Extract from the listing below every line that contains the string "banner", copying each one in full. Matching is case-sensitive.

START MATERIAL SUPPLIED

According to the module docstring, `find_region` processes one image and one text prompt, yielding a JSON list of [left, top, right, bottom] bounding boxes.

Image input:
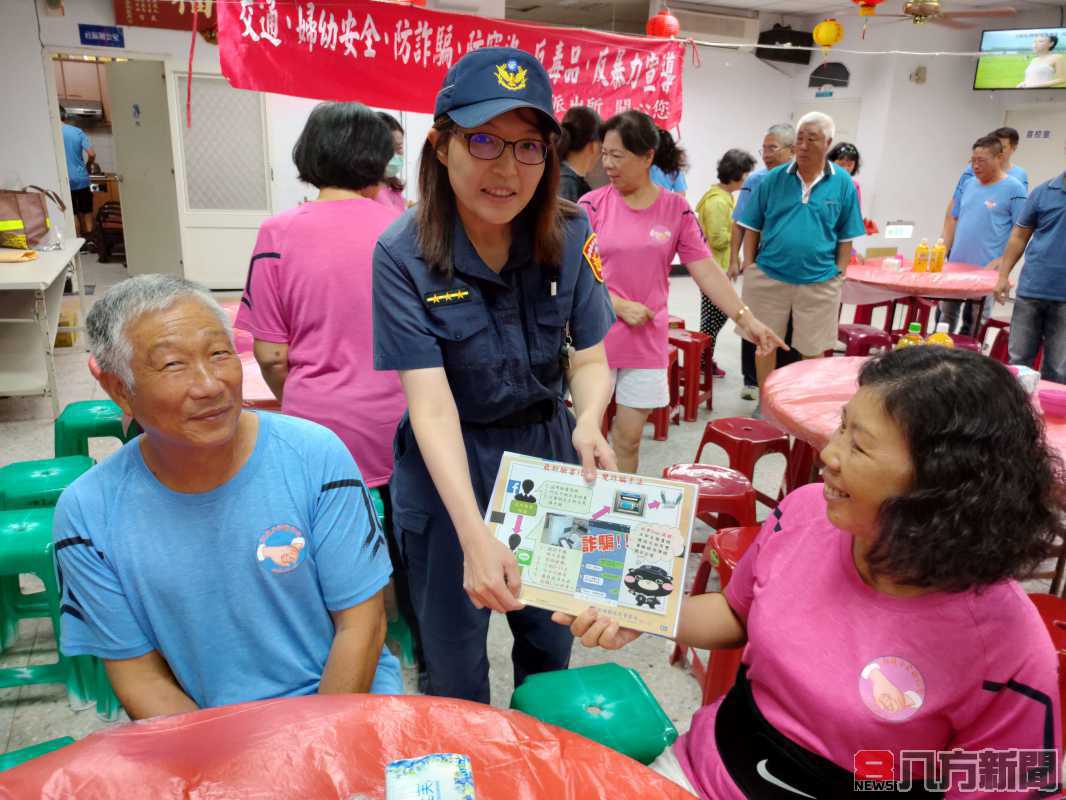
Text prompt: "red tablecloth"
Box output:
[[759, 357, 1066, 458], [0, 694, 693, 800], [844, 258, 998, 299]]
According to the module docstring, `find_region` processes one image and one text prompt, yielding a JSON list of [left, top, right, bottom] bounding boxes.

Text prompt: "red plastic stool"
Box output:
[[669, 525, 759, 705], [669, 330, 714, 422], [852, 300, 895, 333], [696, 417, 790, 508], [785, 438, 819, 494], [1029, 594, 1066, 738], [826, 324, 892, 355], [663, 464, 756, 553]]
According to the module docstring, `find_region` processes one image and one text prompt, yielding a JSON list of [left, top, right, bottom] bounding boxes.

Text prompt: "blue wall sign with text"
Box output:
[[78, 23, 126, 47]]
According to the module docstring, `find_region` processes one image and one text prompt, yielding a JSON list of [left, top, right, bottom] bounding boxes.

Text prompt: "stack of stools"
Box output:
[[663, 464, 756, 553], [668, 329, 714, 422], [696, 417, 789, 509], [669, 533, 759, 705], [511, 663, 677, 764], [55, 400, 141, 457]]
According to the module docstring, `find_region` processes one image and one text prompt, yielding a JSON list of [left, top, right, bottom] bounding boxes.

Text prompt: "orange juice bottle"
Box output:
[[925, 322, 955, 348], [930, 239, 948, 272], [914, 239, 930, 272], [895, 322, 925, 350]]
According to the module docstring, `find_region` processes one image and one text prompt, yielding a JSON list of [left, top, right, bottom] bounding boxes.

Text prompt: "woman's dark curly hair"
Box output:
[[859, 347, 1066, 592]]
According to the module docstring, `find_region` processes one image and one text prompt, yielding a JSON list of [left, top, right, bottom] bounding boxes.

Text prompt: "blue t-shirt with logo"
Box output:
[[951, 164, 1029, 206], [54, 413, 403, 707], [1017, 173, 1066, 302], [63, 123, 93, 190], [948, 175, 1025, 267]]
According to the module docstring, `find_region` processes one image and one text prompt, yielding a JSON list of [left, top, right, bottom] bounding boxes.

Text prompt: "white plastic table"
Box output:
[[0, 238, 85, 417]]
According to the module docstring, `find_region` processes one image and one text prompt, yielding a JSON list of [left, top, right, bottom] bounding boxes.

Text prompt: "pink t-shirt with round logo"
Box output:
[[235, 197, 407, 486], [674, 483, 1062, 800], [579, 183, 711, 369]]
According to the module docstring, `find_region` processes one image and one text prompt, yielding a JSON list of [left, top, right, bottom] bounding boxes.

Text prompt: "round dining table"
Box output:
[[0, 694, 693, 800], [760, 356, 1066, 459], [842, 258, 999, 305]]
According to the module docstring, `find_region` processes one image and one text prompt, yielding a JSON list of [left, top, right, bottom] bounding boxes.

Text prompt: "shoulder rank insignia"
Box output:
[[423, 289, 470, 306], [496, 59, 526, 92], [581, 234, 603, 284]]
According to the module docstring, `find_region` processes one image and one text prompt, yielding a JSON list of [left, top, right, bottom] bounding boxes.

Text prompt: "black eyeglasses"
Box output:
[[463, 132, 548, 166]]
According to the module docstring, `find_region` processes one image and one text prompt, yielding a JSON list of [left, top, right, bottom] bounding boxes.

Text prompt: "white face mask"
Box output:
[[385, 155, 403, 178]]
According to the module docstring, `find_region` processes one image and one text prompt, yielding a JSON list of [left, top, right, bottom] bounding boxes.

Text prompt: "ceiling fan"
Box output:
[[877, 0, 1018, 29]]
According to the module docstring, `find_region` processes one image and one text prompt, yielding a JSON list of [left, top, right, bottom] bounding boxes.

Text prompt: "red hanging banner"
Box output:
[[215, 0, 684, 128]]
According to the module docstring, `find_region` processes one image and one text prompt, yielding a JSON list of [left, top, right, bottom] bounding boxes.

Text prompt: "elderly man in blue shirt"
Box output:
[[996, 157, 1066, 383], [940, 135, 1025, 336], [737, 111, 866, 388], [54, 275, 402, 719], [722, 123, 796, 400]]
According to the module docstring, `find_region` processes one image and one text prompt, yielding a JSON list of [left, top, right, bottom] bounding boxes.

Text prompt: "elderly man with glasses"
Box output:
[[737, 111, 866, 387]]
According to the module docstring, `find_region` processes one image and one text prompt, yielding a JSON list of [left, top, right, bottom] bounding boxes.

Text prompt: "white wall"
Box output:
[[680, 47, 792, 206], [794, 10, 1066, 253]]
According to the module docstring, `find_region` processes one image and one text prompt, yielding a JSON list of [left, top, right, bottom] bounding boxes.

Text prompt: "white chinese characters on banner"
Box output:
[[230, 0, 682, 124]]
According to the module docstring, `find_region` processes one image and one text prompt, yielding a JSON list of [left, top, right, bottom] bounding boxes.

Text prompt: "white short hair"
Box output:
[[796, 111, 837, 142], [85, 275, 233, 390]]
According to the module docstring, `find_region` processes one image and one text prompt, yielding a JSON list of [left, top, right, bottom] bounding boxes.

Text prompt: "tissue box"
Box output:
[[385, 753, 475, 800]]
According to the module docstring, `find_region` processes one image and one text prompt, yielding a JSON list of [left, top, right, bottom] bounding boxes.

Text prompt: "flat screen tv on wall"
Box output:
[[973, 28, 1066, 89]]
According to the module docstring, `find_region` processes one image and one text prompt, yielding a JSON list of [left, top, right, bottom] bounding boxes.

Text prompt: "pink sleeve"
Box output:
[[944, 591, 1062, 800], [723, 505, 781, 622], [677, 204, 711, 263], [233, 220, 291, 345]]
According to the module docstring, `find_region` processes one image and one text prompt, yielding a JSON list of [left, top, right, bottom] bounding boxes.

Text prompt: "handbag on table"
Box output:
[[0, 186, 66, 250]]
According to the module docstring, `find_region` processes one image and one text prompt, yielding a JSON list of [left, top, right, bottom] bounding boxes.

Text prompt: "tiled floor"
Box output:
[[0, 256, 1031, 750]]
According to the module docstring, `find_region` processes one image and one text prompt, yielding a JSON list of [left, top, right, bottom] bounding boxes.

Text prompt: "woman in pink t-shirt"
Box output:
[[580, 111, 784, 473], [554, 347, 1066, 800], [236, 102, 406, 489]]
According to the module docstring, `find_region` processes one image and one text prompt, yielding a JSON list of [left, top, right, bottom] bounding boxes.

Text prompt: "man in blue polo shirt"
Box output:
[[737, 111, 866, 387], [940, 128, 1029, 250], [996, 160, 1066, 383], [940, 137, 1025, 336], [722, 123, 796, 400]]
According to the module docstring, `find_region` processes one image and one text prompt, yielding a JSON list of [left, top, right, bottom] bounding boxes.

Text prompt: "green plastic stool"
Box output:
[[0, 736, 74, 772], [0, 455, 95, 627], [511, 663, 677, 764], [370, 489, 415, 667], [0, 455, 96, 509], [0, 508, 94, 707], [55, 400, 141, 457]]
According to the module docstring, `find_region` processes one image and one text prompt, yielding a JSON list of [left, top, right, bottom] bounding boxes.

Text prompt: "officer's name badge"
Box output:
[[496, 59, 526, 92], [423, 289, 470, 306], [581, 234, 603, 284]]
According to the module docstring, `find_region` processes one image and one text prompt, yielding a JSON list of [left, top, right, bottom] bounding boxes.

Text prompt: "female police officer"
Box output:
[[373, 48, 776, 702]]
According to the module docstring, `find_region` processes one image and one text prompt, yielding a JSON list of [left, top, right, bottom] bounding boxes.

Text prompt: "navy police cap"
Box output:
[[433, 47, 560, 132]]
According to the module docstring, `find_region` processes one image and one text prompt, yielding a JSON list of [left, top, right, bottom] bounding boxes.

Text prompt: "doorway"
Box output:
[[48, 52, 183, 277]]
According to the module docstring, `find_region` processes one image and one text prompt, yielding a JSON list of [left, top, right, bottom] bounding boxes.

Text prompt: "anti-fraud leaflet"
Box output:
[[485, 452, 697, 637]]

END MATERIAL SUPPLIED

**TASK ANSWER:**
Text prompt: "red hanging banner"
Text prompt: "white chinese characters on banner"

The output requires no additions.